Entries from a point annotation set
-- START --

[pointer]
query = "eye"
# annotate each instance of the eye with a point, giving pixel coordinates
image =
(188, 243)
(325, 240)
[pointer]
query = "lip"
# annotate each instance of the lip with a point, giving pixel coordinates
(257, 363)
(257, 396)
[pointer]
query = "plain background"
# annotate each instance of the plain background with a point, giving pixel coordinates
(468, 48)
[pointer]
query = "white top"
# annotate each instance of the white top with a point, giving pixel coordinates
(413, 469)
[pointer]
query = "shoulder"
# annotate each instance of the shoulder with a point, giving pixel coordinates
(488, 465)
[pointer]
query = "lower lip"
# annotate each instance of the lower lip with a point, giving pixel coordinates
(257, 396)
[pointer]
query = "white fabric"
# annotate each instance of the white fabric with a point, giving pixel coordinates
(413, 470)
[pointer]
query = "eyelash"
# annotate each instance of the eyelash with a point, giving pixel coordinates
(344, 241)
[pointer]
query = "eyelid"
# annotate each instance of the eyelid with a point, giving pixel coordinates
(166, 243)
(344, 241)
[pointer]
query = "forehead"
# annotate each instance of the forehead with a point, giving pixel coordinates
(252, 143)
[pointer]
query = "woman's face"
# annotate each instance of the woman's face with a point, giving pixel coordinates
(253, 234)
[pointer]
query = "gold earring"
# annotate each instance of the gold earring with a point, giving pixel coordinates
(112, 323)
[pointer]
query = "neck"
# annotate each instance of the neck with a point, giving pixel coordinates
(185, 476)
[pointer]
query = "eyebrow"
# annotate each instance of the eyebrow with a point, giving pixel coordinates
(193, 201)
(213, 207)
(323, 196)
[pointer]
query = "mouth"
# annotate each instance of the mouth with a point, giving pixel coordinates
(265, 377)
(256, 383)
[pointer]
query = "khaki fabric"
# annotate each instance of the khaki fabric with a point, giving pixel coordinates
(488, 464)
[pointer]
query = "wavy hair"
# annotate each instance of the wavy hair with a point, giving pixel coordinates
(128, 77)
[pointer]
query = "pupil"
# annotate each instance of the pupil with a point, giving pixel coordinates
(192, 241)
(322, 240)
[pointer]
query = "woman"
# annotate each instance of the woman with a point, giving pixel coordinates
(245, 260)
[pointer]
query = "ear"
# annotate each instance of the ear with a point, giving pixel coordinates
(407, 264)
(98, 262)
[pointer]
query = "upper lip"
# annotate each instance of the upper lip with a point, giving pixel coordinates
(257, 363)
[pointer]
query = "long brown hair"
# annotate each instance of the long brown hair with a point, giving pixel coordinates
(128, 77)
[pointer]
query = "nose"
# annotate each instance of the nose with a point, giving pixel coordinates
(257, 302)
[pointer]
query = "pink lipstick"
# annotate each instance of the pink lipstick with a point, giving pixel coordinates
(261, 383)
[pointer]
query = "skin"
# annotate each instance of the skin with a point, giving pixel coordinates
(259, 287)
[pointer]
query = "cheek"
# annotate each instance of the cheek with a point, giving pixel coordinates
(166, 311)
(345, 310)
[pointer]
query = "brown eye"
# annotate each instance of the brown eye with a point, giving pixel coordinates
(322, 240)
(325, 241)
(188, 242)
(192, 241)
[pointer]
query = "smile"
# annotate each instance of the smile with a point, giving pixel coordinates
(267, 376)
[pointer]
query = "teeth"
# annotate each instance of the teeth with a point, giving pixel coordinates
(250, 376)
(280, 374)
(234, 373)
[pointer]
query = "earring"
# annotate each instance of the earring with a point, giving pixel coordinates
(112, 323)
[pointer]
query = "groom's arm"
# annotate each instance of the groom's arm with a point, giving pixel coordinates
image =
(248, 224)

-- END --
-- START --

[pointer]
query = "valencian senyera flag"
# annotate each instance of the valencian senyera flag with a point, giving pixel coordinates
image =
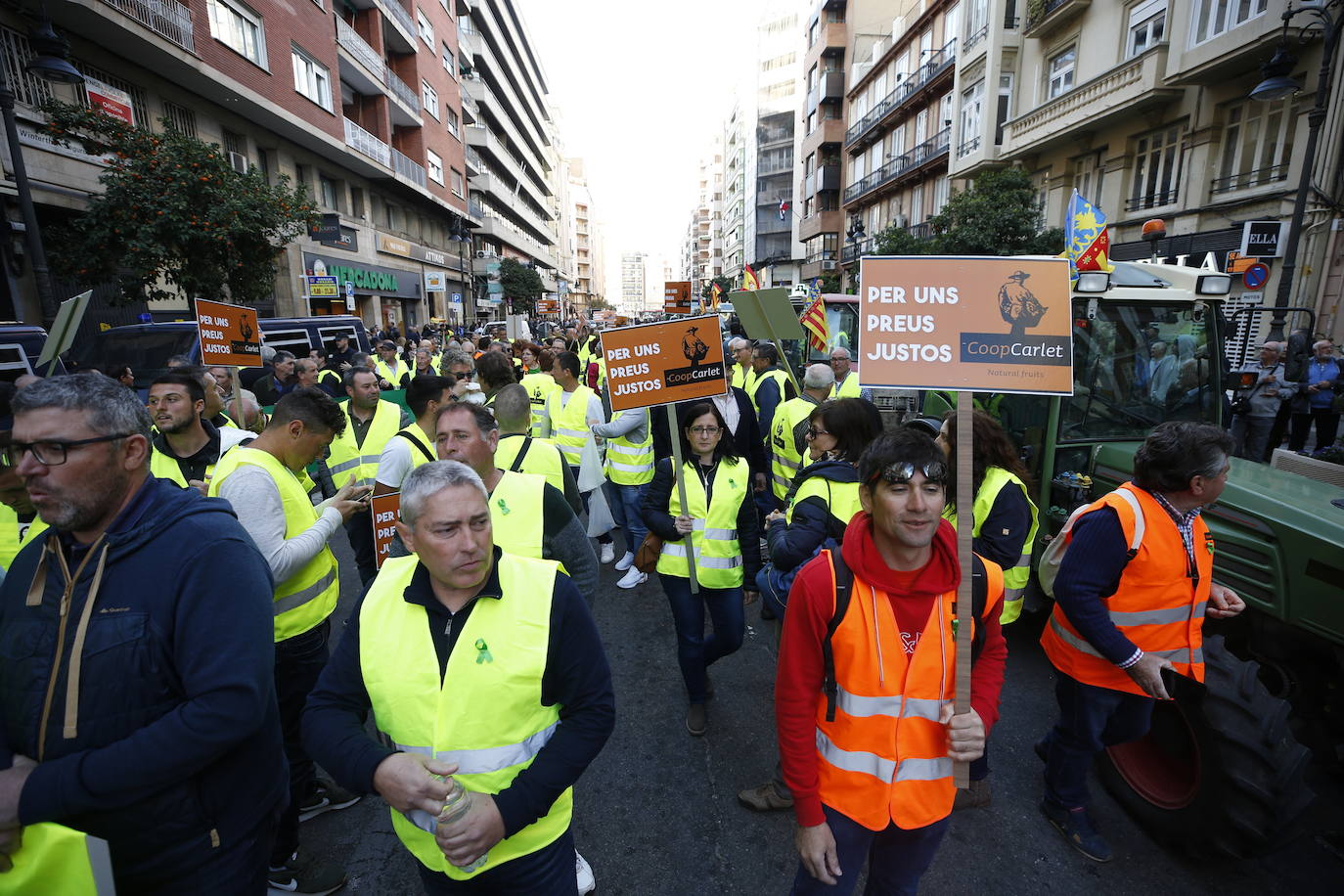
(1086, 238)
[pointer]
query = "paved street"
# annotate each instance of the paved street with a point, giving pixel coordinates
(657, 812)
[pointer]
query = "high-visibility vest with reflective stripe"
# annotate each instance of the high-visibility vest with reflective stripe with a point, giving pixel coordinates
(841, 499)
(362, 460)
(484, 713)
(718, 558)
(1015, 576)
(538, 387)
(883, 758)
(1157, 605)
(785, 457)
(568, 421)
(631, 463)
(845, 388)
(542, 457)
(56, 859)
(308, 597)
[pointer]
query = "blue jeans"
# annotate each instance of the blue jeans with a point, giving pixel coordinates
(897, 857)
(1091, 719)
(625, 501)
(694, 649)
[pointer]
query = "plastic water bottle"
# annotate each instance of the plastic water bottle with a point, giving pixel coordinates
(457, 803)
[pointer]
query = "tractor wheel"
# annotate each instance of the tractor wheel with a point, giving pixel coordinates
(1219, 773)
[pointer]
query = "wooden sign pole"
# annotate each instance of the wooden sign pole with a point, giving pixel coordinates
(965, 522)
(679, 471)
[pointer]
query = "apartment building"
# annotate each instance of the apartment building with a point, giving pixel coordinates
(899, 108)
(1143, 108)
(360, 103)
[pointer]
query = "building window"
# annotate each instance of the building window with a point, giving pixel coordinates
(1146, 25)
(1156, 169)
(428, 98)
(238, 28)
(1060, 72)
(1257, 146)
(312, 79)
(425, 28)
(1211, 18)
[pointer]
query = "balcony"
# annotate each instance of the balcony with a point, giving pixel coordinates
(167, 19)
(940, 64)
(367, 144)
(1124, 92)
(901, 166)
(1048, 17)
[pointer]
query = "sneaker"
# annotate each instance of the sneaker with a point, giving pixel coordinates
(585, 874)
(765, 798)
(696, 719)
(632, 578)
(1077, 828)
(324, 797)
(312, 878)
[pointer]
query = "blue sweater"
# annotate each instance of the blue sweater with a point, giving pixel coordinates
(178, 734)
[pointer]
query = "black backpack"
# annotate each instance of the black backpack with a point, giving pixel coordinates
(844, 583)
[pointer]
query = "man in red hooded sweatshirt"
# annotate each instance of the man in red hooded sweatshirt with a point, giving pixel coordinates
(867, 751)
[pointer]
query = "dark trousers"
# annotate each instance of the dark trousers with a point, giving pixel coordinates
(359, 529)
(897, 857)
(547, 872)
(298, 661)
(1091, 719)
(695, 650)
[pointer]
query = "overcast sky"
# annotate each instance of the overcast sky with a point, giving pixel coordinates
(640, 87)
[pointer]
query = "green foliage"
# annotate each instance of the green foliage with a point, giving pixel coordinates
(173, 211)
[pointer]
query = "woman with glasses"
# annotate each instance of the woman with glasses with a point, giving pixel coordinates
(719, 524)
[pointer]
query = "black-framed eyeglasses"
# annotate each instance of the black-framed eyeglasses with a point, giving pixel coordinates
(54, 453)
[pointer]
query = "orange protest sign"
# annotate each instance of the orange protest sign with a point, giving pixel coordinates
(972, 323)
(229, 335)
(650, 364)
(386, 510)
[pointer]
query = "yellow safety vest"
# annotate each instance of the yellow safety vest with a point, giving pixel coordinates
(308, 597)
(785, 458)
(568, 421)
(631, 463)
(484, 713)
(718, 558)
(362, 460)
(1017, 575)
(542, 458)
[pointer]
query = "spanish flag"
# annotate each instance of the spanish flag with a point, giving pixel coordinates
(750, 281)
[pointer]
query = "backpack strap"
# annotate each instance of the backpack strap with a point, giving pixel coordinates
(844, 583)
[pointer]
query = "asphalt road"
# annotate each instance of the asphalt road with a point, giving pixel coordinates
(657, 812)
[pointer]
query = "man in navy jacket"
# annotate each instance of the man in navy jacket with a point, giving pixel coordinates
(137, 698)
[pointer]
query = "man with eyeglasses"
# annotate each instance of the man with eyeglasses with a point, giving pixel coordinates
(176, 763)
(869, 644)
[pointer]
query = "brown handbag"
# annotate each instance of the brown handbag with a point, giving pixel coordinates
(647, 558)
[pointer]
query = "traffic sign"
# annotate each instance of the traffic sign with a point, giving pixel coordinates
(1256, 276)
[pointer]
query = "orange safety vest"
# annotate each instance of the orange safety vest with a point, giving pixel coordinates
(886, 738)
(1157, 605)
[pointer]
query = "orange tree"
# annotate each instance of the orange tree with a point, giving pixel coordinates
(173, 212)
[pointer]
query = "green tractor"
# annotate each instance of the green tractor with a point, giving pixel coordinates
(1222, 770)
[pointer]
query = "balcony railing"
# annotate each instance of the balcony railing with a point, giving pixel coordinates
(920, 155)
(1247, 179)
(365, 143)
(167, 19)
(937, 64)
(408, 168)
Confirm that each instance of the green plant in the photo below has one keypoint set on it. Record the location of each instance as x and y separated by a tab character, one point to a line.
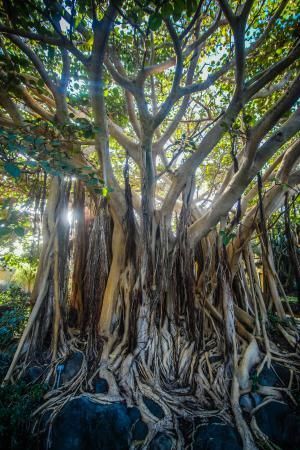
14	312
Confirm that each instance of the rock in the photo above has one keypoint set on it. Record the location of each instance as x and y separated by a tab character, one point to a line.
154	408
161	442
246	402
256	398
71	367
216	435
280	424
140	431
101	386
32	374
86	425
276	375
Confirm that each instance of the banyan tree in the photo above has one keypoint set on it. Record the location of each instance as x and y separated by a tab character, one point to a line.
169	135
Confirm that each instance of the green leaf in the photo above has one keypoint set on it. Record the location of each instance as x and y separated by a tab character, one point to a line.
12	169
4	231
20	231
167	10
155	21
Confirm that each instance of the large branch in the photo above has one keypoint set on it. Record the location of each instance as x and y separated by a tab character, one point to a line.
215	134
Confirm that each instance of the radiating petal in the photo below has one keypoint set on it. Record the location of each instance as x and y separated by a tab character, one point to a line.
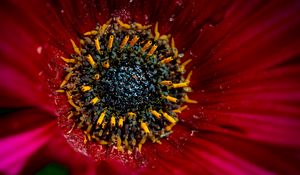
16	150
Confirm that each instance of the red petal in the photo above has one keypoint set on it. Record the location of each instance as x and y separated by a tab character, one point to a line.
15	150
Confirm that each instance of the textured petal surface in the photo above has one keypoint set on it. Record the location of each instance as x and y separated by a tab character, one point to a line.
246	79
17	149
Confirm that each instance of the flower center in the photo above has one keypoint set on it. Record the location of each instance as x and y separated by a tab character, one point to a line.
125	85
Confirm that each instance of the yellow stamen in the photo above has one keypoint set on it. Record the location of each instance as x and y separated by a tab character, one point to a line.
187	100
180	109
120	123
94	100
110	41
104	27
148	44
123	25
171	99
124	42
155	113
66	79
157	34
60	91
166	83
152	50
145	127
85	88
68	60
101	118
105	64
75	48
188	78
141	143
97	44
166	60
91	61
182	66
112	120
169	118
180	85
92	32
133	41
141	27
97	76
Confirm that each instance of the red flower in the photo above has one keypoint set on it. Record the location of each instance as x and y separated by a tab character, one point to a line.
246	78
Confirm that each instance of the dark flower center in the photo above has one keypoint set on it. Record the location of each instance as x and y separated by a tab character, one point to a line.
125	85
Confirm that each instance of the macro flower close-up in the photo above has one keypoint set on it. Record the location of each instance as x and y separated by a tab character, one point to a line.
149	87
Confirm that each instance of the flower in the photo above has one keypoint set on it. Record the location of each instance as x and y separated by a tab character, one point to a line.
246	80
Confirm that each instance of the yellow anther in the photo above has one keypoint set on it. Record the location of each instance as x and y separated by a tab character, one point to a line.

-- END --

● TO DO
Count the lines of the items above that contain the string "apartment", treating case as significant, and give only the number.

● WRITTEN ANSWER
2